• The task:
Needed from the entries below: every line that holds the word "jacket".

Saved entries
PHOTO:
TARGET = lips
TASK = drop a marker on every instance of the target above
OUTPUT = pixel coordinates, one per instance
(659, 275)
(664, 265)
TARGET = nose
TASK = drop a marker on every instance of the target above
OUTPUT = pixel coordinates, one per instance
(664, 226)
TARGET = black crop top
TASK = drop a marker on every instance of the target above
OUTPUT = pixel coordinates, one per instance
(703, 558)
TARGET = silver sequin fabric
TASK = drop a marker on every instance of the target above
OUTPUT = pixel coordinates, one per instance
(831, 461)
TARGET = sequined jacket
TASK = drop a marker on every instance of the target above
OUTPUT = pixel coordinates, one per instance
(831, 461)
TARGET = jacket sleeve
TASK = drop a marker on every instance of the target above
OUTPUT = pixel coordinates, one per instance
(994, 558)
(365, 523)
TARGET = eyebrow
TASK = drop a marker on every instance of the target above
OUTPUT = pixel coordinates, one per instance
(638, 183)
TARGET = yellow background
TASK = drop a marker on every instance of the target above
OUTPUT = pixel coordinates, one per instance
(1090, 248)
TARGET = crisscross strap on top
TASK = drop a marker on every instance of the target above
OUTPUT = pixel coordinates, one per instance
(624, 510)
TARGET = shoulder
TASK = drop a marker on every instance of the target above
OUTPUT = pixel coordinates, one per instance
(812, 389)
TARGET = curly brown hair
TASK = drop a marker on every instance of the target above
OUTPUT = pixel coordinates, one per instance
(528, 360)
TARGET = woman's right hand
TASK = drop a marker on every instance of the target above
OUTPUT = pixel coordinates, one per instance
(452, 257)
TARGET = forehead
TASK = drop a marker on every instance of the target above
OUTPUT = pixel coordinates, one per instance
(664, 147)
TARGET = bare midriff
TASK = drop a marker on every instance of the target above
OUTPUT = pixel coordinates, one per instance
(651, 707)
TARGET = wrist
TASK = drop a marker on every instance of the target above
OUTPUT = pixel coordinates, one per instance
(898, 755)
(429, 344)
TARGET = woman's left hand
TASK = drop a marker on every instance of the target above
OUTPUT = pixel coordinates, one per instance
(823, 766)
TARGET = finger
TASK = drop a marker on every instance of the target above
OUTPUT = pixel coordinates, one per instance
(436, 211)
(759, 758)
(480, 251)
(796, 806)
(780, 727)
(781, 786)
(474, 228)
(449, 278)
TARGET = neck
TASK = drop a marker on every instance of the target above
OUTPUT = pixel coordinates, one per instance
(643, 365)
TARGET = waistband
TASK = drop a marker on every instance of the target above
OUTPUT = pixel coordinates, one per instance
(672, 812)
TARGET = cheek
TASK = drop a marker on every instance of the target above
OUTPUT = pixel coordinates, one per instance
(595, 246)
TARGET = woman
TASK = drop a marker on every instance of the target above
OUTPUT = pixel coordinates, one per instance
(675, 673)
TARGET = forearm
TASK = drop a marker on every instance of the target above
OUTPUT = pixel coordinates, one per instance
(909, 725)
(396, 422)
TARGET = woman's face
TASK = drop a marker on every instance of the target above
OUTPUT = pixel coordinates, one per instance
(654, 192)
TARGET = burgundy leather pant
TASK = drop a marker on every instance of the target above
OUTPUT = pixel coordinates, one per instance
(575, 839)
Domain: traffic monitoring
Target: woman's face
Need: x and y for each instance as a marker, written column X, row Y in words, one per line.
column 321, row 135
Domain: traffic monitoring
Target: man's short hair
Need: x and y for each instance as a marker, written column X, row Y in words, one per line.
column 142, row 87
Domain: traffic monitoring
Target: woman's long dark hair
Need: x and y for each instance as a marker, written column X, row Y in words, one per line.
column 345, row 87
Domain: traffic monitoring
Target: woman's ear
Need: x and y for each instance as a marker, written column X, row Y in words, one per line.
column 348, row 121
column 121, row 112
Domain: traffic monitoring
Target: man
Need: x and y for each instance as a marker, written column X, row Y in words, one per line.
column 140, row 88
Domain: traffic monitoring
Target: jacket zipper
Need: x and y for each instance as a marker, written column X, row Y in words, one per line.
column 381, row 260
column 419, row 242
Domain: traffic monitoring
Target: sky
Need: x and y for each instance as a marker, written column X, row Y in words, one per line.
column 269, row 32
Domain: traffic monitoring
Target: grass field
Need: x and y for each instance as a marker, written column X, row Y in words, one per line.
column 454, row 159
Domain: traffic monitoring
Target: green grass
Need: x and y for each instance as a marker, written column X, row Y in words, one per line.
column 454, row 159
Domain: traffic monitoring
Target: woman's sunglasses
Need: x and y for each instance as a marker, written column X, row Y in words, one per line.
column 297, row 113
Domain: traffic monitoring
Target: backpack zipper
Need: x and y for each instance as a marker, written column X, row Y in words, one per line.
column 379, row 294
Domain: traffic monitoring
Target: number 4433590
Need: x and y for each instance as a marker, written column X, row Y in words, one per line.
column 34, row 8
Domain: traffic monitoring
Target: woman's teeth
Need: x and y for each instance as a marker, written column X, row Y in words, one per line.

• Answer to this exercise:
TARGET = sequined jacket
TARGET = jacket sleeve
Target: jacket zipper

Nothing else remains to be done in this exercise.